» WHAT IS EXPECTED
The data beneath this task has to be reprinted character for character.

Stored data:

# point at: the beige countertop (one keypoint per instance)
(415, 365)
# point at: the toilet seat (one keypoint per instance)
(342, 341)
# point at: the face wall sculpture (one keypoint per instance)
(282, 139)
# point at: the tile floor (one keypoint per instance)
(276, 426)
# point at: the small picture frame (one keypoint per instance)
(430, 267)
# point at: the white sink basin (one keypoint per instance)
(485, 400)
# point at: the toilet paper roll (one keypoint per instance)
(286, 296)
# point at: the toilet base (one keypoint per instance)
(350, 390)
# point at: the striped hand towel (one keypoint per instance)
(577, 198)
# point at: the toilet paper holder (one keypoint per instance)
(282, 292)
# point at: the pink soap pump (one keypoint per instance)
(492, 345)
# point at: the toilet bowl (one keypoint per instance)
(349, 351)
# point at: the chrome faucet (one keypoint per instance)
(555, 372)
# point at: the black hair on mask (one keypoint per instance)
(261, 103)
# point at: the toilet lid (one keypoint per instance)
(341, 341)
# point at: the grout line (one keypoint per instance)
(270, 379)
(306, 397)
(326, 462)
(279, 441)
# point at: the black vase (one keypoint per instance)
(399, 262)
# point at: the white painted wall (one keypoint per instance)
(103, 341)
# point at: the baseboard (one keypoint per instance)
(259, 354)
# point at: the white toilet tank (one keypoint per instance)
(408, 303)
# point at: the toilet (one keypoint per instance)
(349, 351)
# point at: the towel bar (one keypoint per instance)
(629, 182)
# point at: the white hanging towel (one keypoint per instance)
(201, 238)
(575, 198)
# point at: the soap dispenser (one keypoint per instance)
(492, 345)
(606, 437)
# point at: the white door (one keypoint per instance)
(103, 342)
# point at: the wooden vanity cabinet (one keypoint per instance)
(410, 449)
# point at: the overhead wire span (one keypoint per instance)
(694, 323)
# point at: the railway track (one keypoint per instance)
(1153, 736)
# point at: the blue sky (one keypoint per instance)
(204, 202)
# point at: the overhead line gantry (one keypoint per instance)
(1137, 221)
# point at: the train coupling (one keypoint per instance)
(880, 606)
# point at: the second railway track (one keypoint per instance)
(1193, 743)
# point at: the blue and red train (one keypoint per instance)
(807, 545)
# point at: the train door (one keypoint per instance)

» SOLUTION FOR THIS EXERCISE
# point at: the beige countertop (one keypoint per instance)
(415, 365)
# point at: the toilet seat (one keypoint per instance)
(342, 341)
# point at: the face wall sculpture (one keypoint per instance)
(282, 139)
# point at: the tile floor (one keypoint per instance)
(276, 426)
# point at: the small picture frame (one keypoint per instance)
(430, 267)
# point at: the white sink basin (one keypoint per instance)
(485, 400)
# point at: the toilet paper roll (one keypoint per instance)
(286, 296)
# point at: the toilet base (one keypoint per instance)
(350, 390)
# point at: the striped hand towel (one keypoint per instance)
(577, 198)
# point at: the toilet paper holder (one keypoint per instance)
(282, 292)
# point at: the pink soap pump (one keypoint per instance)
(492, 345)
# point at: the toilet bowl (one keypoint per instance)
(349, 351)
# point at: the chrome faucet (one keypoint per instance)
(555, 372)
# point at: the black hair on mask (one keypoint per instance)
(261, 103)
# point at: the toilet lid (one keypoint per instance)
(341, 341)
# point at: the grout line (one keypoint per instance)
(270, 379)
(306, 397)
(326, 462)
(279, 441)
# point at: the black vase (one keypoint per instance)
(399, 262)
# point at: the white painted wall (one keypoint per instance)
(103, 341)
# point at: the baseboard (one keypoint per instance)
(259, 354)
# point at: the white toilet tank (one keypoint per instance)
(408, 303)
# point at: the toilet (one keypoint per instance)
(349, 351)
# point at: the towel bar (one keypoint per instance)
(629, 182)
# point at: the white hanging towel (one keypoint per instance)
(201, 238)
(575, 198)
# point at: the soap dispenser (one keypoint per instance)
(492, 345)
(606, 437)
# point at: the white door (one keypoint per instance)
(103, 342)
# point at: the wooden vanity cabinet (one keypoint per instance)
(410, 449)
# point at: the overhead wire span (one keypoint per instance)
(694, 323)
# point at: the railway track (one keypoint per instance)
(1153, 736)
# point at: the blue sky (one keypoint per instance)
(204, 202)
# point at: the overhead line gantry (one keypoint per instance)
(1137, 221)
# point at: the train coupling (one keypoint per instance)
(880, 606)
# point at: the second railway track (one keypoint per instance)
(1193, 743)
# point at: the blue and red train (one keypoint per instance)
(807, 545)
# point at: the train door (one keypoint per instance)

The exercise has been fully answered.